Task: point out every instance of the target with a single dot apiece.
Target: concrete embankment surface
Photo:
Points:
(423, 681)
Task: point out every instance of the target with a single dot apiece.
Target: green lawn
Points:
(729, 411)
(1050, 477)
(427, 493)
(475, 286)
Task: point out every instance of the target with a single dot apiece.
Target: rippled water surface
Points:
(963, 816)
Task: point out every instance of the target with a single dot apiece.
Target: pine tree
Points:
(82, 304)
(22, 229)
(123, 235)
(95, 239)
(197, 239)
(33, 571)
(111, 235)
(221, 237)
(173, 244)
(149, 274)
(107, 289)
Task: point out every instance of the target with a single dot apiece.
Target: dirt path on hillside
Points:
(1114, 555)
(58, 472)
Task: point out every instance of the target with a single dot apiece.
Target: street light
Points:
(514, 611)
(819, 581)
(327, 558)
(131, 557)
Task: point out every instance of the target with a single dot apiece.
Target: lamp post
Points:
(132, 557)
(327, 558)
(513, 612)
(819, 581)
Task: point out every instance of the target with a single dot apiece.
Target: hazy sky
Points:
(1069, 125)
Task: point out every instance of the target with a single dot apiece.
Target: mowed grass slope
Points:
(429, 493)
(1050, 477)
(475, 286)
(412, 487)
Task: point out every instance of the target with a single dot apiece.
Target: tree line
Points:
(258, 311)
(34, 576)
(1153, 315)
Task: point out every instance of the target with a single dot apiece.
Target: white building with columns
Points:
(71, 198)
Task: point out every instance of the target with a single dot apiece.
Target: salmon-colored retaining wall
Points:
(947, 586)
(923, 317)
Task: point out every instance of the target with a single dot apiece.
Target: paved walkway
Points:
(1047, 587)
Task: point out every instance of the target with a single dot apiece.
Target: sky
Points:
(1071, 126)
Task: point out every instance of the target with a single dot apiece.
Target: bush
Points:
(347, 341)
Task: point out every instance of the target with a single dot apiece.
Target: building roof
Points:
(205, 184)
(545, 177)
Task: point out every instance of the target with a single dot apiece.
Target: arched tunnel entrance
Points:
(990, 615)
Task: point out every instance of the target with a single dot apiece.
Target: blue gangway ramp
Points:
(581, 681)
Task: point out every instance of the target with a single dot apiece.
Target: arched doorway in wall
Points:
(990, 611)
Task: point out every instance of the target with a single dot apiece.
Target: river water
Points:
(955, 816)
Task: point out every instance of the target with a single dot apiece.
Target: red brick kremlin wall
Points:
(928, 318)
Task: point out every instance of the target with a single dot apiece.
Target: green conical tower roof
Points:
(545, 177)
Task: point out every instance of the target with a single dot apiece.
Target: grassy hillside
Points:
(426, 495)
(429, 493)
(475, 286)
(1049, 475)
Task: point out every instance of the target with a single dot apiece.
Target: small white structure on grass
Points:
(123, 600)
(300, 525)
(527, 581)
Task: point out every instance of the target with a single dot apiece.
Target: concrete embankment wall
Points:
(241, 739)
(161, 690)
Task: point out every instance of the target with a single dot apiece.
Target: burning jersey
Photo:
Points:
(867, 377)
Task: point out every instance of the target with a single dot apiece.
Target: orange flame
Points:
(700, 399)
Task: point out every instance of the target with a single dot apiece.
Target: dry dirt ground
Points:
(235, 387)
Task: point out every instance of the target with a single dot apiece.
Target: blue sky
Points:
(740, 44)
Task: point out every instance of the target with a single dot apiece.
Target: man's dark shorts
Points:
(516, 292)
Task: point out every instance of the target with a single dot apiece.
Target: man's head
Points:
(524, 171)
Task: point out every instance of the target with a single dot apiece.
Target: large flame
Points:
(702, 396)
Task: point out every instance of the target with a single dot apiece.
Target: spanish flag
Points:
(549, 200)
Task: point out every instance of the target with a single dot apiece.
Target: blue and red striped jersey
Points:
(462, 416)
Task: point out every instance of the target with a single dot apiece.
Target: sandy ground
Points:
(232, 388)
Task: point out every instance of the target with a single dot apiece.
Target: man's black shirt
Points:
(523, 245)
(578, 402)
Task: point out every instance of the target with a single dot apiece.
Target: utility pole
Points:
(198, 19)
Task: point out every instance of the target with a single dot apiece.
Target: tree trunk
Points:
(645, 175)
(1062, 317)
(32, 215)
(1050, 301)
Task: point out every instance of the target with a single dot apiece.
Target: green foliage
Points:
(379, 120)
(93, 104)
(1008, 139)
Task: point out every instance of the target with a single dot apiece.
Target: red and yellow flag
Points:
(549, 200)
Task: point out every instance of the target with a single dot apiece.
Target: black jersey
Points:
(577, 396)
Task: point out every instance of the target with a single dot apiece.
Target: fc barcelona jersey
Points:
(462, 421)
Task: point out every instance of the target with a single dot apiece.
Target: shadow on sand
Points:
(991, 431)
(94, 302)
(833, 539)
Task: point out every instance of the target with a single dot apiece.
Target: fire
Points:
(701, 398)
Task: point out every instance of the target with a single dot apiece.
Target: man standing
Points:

### TASK DETAILS
Please copy everything from the start of the rows down through the line containing "(1153, 315)", switching "lamp post" to "lamppost" and leaving all else unchanged.

### WRITTEN SOLUTION
Task: point out every instance of the target with a single dot apiece.
Target: concrete embankment surface
Photo:
Points:
(423, 681)
Task: point out every instance of the target with a single dot apiece.
Target: green lawn
Points:
(729, 411)
(1050, 477)
(427, 493)
(475, 286)
Task: point out every instance of the target with a single dot apiece.
Target: rippled water surface
Points:
(963, 816)
Task: point out every instance of the target with a single dot apiece.
Target: pine tree
Points:
(82, 304)
(22, 229)
(123, 235)
(95, 239)
(197, 239)
(33, 571)
(111, 235)
(221, 237)
(173, 244)
(149, 274)
(107, 289)
Task: point out every instance of the target with a single dot apiece.
Target: dirt path on hillside
Points:
(1114, 555)
(58, 472)
Task: point out every instance of the target with a single dot apiece.
Target: street light
Points:
(514, 611)
(819, 581)
(327, 558)
(131, 557)
Task: point out every instance of the target with a single dot apiece.
Target: lamppost
Points:
(132, 557)
(327, 558)
(513, 612)
(819, 581)
Task: point out every instance of the target with a single dot apiece.
Target: hazy sky
Points:
(1069, 125)
Task: point out every instance of the target with a single dot apiece.
Target: mowed grass slope
Points:
(429, 493)
(1050, 477)
(475, 286)
(412, 487)
Task: point out every instance of the target with a single dot apiece.
Target: tree line
Points:
(258, 311)
(34, 576)
(1153, 315)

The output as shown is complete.